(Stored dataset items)
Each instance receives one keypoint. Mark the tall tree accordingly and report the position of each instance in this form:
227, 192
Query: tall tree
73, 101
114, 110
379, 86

- _Work instruction_
Copy out all of the data. Keep every word unchanged.

- _Solution to the exercise_
Each instance receives one keypoint. Mark the tall tree accordingly and report the position of each instance in this form:
227, 192
Query: tall tree
73, 101
114, 110
379, 86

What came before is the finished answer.